Verilen Metin:
1979: Zecharia Sitchin'in kitabının piyasaya çıkmasından 3 yıl sonra Amerikan Astronomi Birliği "Planet X" projesini başlattı.
1981
: Pluto'nun yörüngesinde saptanan düzensizlikler üzerine 10. gezegenin var olup olmaması üzerine araştırmalar başlatıldı.
1982: NASA resmi olarak 10. gezegenin varlığını kabul etti.
1983: Nibiru, NASA'ya ait IRAS (Infrared Astronomical Satellite) uydusu ile 10. gezegen olarak ilk defa görüldü
1992: Kuiper Kuşağı üzerinde ilk çalışmalar David Jewitt ve Jane Luu tarafından Hawaii Üniversitesinde başlatıldı. O tarihten günümüze değin Kuiper Bölgesinde 400 kadar nesne saptandı.
1998: 1970'li yılların başında gönderilen uzay araçlarının uzaklaşma hızlarındaki azalmalar dikkat çekti (Pioneer 10, Pioneer 11). 90'lı yılların başında bunun nedeni anlaşılamadı. Bu sene ise bunun 2001 KX76'nın çekim gücünden kaynaklandığı öne sürülüyor.
2000: NEOS (Near Earth Objects) projesi kapsamında 2001 KX76 dahil olmak üzere dünya yaşamını tehlikeye sokabilecek olası cisimler üzerinde çalışmalar başlatıldı.
Şubat 2001: Kuiper Kuşağı çevresinde dolanan CR105 isimli kuyrukluyıldızın yörüngesindeki belirgin düzensizlikler üzerinde çalışmalar başlatıldı. Düzensizliklere orada büyük bir gezegenin sebep olacağı sonucuna varıldı.
4 Nisan 2001: Gezegen, Arizona Lowell Gözlem Merkezince 2001 KX76 olarak Robert Millis ve arkadaşları tarafından resmi olarak kataloglandı.
7 Ocak 2001: İsviçre'deki Neuchatel gözlem evinde de gözlendi. Bilimadamları keşiflerini basına duyurduktan bir hafta sonra haberin asılsız olduğunu belirttiler.
11 Nisan 2001
: National Optical Astronomy Observatory (NOAO) tarafından 10. gezegen, Trans Neptunian Object (TNO) 28976 = 2001 KX76 olarak onaylandı.
23 Ağustos 2001: ESO 2001 KX76'nın Ceres'ten daha büyük olduğunu duyurdu.
2001
: Deep Ecliptic Survey isimli proje kapsamında Nibiru'nun ilk dijital resimleri çekildi (Tucson yakınlarındaki (AZ) Kitt Peak Ulusal Gözlemevi ve Şili'deki Cerro Tololo Inter-American Gözlemevi).

Çalışma Görevi: Verilen metinde adı geçen bütün kişileri sıralayın.

Alıştırma Verileri:
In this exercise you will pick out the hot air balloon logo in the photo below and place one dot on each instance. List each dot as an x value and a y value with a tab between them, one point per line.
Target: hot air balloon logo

Görevin Cevabı: Zecharia Sitchin, David Jewitt, Jane Luu, Robert Millis